EXERCISE PROMPT:
Reproduce word for word the line that contains "the horse's mane" and every line after it to the end of the records, with nothing else added.

Stored data entries:
BEGIN
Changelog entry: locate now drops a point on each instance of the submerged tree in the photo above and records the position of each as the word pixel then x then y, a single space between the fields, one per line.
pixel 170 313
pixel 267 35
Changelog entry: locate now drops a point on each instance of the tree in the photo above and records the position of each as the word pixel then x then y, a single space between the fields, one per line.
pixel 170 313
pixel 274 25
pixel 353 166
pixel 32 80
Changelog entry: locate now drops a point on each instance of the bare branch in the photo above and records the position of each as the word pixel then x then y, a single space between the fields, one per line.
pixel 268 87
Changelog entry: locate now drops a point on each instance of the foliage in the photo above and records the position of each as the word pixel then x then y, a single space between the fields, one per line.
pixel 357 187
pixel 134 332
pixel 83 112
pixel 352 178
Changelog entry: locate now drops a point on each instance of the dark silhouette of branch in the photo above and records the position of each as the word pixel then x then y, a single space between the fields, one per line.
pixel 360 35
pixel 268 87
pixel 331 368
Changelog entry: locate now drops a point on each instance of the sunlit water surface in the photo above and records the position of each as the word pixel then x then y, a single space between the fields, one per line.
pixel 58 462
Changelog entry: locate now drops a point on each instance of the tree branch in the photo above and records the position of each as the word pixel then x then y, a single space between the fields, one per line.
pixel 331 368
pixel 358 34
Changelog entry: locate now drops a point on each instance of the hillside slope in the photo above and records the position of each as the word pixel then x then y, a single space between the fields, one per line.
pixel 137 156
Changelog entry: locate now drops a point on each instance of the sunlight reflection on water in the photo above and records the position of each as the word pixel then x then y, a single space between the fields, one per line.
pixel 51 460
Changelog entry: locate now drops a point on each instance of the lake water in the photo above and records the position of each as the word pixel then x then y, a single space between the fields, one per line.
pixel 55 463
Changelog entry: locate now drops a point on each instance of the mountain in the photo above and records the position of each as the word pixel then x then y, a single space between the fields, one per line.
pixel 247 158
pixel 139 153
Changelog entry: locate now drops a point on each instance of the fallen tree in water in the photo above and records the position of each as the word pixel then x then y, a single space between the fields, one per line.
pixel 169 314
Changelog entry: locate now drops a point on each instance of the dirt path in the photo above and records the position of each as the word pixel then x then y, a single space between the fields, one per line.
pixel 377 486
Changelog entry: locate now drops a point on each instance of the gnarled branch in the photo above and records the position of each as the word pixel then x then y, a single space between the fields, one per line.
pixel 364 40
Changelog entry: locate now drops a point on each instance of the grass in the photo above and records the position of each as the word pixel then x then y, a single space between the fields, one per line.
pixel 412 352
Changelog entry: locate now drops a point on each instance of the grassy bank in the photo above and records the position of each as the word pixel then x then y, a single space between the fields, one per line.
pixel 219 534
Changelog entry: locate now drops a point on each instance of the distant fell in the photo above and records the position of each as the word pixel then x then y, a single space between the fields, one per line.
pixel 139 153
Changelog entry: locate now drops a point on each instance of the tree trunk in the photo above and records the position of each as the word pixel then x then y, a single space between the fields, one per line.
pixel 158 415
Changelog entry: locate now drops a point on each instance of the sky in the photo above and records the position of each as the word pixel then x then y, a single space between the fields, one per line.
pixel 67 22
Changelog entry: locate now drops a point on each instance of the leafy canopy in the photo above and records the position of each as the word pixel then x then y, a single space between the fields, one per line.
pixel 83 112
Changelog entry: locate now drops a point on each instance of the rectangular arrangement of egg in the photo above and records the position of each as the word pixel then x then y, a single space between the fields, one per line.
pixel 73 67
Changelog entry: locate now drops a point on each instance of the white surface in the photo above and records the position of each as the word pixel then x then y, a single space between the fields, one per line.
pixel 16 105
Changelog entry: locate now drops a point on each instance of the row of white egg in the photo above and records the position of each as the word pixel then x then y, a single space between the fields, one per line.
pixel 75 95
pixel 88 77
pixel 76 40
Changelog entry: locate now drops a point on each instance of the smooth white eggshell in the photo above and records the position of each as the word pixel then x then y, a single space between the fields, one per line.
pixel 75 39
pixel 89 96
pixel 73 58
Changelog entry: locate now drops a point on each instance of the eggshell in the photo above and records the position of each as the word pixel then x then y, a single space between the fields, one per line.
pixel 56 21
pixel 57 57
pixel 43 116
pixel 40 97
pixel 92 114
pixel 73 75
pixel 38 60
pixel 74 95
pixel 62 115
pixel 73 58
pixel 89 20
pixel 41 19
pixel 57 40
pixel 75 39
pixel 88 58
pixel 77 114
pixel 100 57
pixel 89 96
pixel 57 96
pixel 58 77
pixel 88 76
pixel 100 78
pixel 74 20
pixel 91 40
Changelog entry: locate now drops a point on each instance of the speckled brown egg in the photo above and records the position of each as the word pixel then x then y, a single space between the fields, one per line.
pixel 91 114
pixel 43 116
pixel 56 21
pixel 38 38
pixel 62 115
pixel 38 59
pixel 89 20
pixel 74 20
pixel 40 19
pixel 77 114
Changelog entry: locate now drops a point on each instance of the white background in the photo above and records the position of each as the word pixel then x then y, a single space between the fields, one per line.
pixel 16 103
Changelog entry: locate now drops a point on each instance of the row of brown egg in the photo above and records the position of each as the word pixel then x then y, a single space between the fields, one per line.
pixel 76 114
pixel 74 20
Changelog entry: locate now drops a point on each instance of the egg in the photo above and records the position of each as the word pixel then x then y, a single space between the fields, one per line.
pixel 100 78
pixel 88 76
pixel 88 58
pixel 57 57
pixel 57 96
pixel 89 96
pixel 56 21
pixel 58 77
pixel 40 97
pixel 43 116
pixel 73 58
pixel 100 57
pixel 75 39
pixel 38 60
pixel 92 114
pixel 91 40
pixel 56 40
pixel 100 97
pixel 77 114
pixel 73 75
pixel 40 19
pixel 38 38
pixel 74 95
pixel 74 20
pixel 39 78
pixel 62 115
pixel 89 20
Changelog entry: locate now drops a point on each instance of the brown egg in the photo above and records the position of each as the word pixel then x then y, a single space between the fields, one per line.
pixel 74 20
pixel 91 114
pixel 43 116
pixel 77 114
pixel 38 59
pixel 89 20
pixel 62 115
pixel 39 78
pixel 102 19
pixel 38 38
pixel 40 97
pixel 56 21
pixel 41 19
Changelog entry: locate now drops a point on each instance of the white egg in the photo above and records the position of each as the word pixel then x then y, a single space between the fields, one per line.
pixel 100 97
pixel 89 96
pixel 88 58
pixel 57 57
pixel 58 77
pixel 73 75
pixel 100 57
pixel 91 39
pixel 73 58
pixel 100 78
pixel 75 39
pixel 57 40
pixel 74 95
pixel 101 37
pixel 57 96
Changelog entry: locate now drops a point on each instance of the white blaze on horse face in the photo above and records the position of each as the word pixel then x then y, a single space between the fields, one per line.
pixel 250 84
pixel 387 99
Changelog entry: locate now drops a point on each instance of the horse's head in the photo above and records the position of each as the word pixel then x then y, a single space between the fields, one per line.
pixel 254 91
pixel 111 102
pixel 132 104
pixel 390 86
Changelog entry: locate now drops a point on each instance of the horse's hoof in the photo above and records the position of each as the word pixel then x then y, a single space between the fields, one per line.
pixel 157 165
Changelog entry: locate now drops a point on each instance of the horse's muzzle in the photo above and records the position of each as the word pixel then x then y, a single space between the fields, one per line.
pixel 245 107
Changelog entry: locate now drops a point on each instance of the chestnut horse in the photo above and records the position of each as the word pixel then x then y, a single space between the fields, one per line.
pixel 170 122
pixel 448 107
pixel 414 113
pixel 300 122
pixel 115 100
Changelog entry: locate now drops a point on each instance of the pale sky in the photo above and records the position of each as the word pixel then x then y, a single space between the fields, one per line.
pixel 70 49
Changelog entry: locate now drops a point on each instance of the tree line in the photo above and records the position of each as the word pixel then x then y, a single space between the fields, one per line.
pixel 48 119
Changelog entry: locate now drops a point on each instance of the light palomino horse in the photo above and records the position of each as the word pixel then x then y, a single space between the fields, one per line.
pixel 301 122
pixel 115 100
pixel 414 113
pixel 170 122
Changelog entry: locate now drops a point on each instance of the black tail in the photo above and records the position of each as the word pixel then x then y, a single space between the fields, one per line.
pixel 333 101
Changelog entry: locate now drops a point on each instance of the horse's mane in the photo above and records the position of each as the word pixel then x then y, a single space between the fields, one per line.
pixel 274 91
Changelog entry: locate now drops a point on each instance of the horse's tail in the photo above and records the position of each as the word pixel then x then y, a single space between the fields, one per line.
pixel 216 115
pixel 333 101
END
WRITTEN ANSWER:
Changelog entry: locate now drops a point on each instance of the horse's mane in the photo above and records the position of each as the word pixel then x then y, a single space between the fields, one per line.
pixel 274 91
Changelog entry: locate now drops a point on each instance of the horse's tail in the photo above and records the position of each as the word pixel then x then y, a single space between the fields, one per line.
pixel 216 115
pixel 333 101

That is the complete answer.